_STATED GOAL_
Copy the lines that follow, keeping every character the same.

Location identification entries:
+ + + + + + +

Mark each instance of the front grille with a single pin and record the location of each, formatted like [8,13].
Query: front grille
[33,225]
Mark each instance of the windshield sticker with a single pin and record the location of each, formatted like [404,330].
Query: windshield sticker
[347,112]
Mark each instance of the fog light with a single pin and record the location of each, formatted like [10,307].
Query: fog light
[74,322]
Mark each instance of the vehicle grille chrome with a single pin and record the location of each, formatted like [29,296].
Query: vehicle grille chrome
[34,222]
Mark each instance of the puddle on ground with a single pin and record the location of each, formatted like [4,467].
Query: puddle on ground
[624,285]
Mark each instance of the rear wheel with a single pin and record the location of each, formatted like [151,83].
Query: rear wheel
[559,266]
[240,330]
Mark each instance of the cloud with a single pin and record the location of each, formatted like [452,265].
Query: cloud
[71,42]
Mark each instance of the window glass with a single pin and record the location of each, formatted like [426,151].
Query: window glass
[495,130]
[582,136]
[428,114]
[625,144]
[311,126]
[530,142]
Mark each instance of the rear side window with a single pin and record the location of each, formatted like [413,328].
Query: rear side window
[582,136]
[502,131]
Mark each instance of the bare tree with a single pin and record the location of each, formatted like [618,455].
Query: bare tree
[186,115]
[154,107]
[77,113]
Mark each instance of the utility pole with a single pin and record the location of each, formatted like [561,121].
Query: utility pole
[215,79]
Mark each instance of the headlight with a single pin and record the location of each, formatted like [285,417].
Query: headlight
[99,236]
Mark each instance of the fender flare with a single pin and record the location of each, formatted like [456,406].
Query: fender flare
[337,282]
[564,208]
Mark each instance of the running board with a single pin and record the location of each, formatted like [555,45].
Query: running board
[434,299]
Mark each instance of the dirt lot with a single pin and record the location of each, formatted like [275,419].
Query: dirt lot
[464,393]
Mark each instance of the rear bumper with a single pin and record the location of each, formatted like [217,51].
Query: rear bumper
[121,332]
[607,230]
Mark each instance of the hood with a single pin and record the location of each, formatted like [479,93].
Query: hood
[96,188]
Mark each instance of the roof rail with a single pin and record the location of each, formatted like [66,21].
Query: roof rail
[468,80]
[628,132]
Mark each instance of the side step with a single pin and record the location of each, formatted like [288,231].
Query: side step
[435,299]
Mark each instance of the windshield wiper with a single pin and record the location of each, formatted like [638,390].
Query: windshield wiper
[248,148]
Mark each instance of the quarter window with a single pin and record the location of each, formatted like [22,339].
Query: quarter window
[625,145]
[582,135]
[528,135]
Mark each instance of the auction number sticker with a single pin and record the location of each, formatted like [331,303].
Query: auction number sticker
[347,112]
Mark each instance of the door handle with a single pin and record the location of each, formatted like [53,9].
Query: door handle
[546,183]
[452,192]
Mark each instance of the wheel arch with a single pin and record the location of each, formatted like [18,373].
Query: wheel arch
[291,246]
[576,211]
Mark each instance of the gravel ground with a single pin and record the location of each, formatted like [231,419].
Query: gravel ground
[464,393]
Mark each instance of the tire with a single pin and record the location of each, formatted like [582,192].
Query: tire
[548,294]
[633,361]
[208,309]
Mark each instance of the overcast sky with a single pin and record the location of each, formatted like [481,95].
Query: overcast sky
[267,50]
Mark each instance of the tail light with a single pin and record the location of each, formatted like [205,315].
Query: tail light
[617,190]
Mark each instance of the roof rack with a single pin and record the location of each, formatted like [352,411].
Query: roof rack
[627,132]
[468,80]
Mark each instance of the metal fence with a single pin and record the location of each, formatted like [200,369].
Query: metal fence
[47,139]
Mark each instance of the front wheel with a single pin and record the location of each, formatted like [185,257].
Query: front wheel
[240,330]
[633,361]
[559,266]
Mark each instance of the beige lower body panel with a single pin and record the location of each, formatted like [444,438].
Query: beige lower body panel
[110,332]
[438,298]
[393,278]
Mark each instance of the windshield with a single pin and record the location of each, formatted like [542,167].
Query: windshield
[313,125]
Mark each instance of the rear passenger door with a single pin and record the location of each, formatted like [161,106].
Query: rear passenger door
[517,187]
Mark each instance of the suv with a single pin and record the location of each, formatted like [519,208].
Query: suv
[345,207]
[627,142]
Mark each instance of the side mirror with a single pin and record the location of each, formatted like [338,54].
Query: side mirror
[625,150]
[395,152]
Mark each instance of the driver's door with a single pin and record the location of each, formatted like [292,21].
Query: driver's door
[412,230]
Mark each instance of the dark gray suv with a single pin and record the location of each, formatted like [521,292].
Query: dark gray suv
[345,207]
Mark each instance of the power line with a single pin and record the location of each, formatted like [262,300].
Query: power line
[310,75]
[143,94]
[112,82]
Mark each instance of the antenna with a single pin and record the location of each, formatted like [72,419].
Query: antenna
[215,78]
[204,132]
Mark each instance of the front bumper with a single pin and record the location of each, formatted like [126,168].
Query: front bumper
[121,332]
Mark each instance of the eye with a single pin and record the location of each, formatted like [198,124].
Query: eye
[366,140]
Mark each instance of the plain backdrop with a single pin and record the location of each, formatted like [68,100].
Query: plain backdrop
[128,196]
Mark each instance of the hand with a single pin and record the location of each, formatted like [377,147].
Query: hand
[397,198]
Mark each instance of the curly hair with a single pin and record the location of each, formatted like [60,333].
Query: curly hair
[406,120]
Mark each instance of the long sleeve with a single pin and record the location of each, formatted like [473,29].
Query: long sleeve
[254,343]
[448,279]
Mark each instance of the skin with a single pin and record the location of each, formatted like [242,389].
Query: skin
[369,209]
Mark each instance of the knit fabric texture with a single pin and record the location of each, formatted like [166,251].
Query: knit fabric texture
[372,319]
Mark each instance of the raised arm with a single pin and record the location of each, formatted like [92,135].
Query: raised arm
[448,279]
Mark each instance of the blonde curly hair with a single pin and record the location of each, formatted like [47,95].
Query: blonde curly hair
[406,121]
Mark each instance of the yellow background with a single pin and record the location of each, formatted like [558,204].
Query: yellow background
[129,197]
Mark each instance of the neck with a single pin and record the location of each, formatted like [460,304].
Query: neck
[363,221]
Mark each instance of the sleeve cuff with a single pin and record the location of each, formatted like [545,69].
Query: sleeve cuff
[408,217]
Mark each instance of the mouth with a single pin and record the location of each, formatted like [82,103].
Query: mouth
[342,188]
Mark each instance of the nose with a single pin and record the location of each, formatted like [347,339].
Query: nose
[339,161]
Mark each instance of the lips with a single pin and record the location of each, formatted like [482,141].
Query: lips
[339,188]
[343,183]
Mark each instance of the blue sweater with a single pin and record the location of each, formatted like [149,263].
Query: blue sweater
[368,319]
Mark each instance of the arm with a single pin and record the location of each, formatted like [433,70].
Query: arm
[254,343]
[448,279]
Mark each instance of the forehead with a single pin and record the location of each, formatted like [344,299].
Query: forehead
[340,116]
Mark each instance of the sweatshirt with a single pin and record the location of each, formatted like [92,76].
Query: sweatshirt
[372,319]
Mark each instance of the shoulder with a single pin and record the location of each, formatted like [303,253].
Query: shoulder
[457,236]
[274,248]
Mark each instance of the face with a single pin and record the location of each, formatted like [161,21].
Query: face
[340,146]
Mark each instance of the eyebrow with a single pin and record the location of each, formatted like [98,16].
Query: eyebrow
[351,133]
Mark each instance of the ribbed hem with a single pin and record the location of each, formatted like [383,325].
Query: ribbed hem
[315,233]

+ + + + + + +

_WRITTEN ANSWER_
Mark each instance of the front grille with a single pin and record the location of each, formatted like [8,13].
Query: front grille
[33,225]
Mark each instance of the windshield sticker with a single pin and record the location of each, formatted like [404,330].
Query: windshield sticker
[347,112]
Mark each instance of the fog light with a single pin and record the location of each, formatted like [10,307].
Query: fog light
[74,322]
Mark each instance of the vehicle grille chrome with a single pin and record the location of each, formatted like [29,296].
Query: vehicle grille chrome
[34,222]
Mark each instance of the puddle on ground with a single pin and record the location of each, formatted like [4,467].
Query: puddle on ground
[624,285]
Mark each instance of the rear wheel with a single pin and record the location of each, formatted like [151,83].
Query: rear wheel
[559,266]
[240,330]
Mark each instance of the cloud with a single pin and record the location of each, formatted like [452,265].
Query: cloud
[71,42]
Mark each instance of the window glass with a single pin and record the location of each, formatted like [426,151].
Query: window glass
[495,130]
[582,136]
[428,114]
[625,144]
[311,126]
[530,142]
Mark each instance of the rear side window with a single pin and record the location of each, formatted like [413,328].
Query: rear side window
[582,136]
[502,131]
Mark each instance of the bare tree with a single pin and record the location of each, formatted like [618,455].
Query: bare tree
[186,115]
[154,107]
[77,113]
Mark each instance of the utility pole with a single pin and record the location of each, formatted like [561,121].
Query: utility pole
[215,79]
Mark each instance of the headlight with a single pin and record the location of each, formatted like [285,417].
Query: headlight
[99,236]
Mark each instance of the fender flare with a single pin and record the location of each, formatted like [456,406].
Query: fender flare
[337,282]
[564,208]
Mark each instance of the running board with a single pin and record the location of each, formatted like [555,45].
Query: running board
[434,299]
Mark each instance of the dirt lot with a single pin and record the location of each, formatted like [275,419].
Query: dirt lot
[464,393]
Mark each instance of the rear bumper with a single pin and record the location of each, formatted like [217,51].
Query: rear bumper
[121,332]
[607,230]
Mark each instance of the hood with a single pin and record the location of each, formatted like [479,93].
Query: hood
[96,188]
Mark each instance of the roof rail with a single pin and record the location of each, formatted like [66,21].
Query: roof rail
[468,80]
[628,132]
Mark each instance of the side step with a single pin and record the location of each, formatted like [288,231].
Query: side step
[435,299]
Mark each instance of the windshield wiper with a single pin and record the location of each, formatted like [638,390].
Query: windshield wiper
[248,148]
Mark each instance of the quarter window with a single pin and record the location of each, formatted like [22,339].
Query: quarter window
[625,145]
[582,135]
[528,135]
Mark each instance of the auction number sticker with a single pin and record the location of each, formatted like [331,303].
Query: auction number sticker
[347,112]
Mark each instance of the door handle with a single pin and record the location of each, formatted like [53,9].
Query: door handle
[546,183]
[452,192]
Mark each instance of the wheel arch with a single pin and record the location of each, formatted like [18,373].
Query: wheel arch
[291,246]
[576,211]
Mark each instance of the gravel ground with a single pin and record the location of each, formatted like [231,419].
Query: gravel ground
[464,393]
Mark each instance of the tire with a single pin and record the location of each, formatted like [582,192].
Query: tire
[548,294]
[633,361]
[208,309]
Mark each instance of the overcast sky with a single pin and record the location of each, formatted like [481,95].
Query: overcast sky
[267,50]
Mark each instance of the tail light with a single pin and record the location of each, formatted like [205,315].
Query: tail light
[617,190]
Mark each instance of the roof rack with a single pin and record the location of each, formatted like [352,411].
Query: roof rack
[627,132]
[468,80]
Mark each instance of the metal fence with a single pin and record the location of each, formatted like [200,369].
Query: metal fence
[47,139]
Mark each instance of the front wheel with a single pin and record the location of each, formatted like [185,257].
Query: front wheel
[240,330]
[633,361]
[559,266]
Mark each instance of the beige lower body panel with a single pin and record the location of each, formatted like [444,438].
Query: beige lower body panel
[110,332]
[438,298]
[393,278]
Mark each instance of the windshield with a single pin and record the location of each, formatted like [542,167].
Query: windshield
[313,125]
Mark each instance of the rear passenger door with a single pin and record the location of each, formatted like [161,106].
Query: rear passenger door
[517,187]
Mark each instance of the suv with a single pin and record the location of each, formatted like [519,208].
Query: suv
[345,207]
[627,142]
Mark each instance of the side mirror with a single pin and record the location of each, formatted like [338,54].
Query: side mirror
[625,150]
[395,152]
Mark each instance of the driver's door with a single pin and record the location of each, formatted like [292,21].
Query: driver's door
[412,230]
Mark each instance of the dark gray suv with a single pin and record the location of each, formatted like [521,292].
Query: dark gray suv
[345,207]
Mark each instance of the power line with a single pin and record the location of each, formatted like [262,300].
Query: power line
[310,75]
[143,94]
[112,82]
Mark each instance of the antenna with a single pin and record the location of each, formatted like [72,419].
Query: antenna
[215,78]
[204,132]
Mark each instance of the front bumper with a single pin and record the location of each, formatted like [126,168].
Query: front bumper
[121,332]
Mark each instance of the eye with a single pin and record the location of each, formatted like [198,124].
Query: eye
[366,140]
Mark each instance of the plain backdrop with a single pin and record the location of each, formatted like [68,100].
Query: plain backdrop
[128,196]
Mark each instance of the hand with a single pin and record the location of each, formatted like [377,147].
Query: hand
[397,198]
Mark each instance of the curly hair with a single pin and record the location of each, formatted like [60,333].
Query: curly hair
[406,120]
Mark each instance of the long sleeve with a single pin and record the location of each, formatted like [473,29].
Query: long sleeve
[254,343]
[448,279]
Mark each instance of the skin with a single pin and record the location of each, formatted like [242,389].
Query: skin
[369,209]
Mark each instance of the knit fabric texture with a single pin and record the location of each, formatted like [166,251].
Query: knit fabric texture
[372,319]
Mark each instance of the raised arm with a single pin and record the location of each, formatted like [92,135].
Query: raised arm
[448,279]
Mark each instance of the blonde curly hair with a single pin and record the location of each, formatted like [47,95].
Query: blonde curly hair
[406,121]
Mark each instance of the yellow background with a single pin and record the location of each, formatted like [558,204].
Query: yellow background
[129,197]
Mark each instance of the neck with a single pin and record the location of each, formatted like [460,304].
Query: neck
[363,221]
Mark each instance of the sleeve cuff with a single pin and record the location of each, formatted like [545,69].
Query: sleeve cuff
[408,217]
Mark each instance of the mouth with a single pin and record the location of each, formatted like [82,103].
Query: mouth
[342,188]
Mark each instance of the nose with a single pin and record the location of each, formatted like [347,339].
Query: nose
[339,161]
Mark each instance of the lips with a single pin and record the location of each, formatted like [482,141].
Query: lips
[339,188]
[343,183]
Mark each instance of the blue sweater with a single pin and record the location of each, formatted like [149,263].
Query: blue sweater
[368,319]
Mark each instance of the arm with a single pin and record the location of each, formatted like [433,70].
Query: arm
[254,343]
[448,279]
Mark each instance of the forehead with a single pin and record the location of each, formatted like [344,299].
Query: forehead
[340,116]
Mark each instance of the sweatshirt with a single pin and record the location of each, formatted like [92,76].
Query: sweatshirt
[372,319]
Mark each instance of the shoulder with a single pin and record the location of each, formatted like [303,253].
Query: shoulder
[457,236]
[274,248]
Mark each instance of the face with a single pin and record the location of each, formatted like [161,21].
Query: face
[340,146]
Mark each instance of the eyebrow with a single pin and record the location of each, formatted like [98,16].
Query: eyebrow
[351,133]
Mark each instance of the ribbed hem with a single pin and record the location of each, formatted like [383,325].
Query: ribbed hem
[315,233]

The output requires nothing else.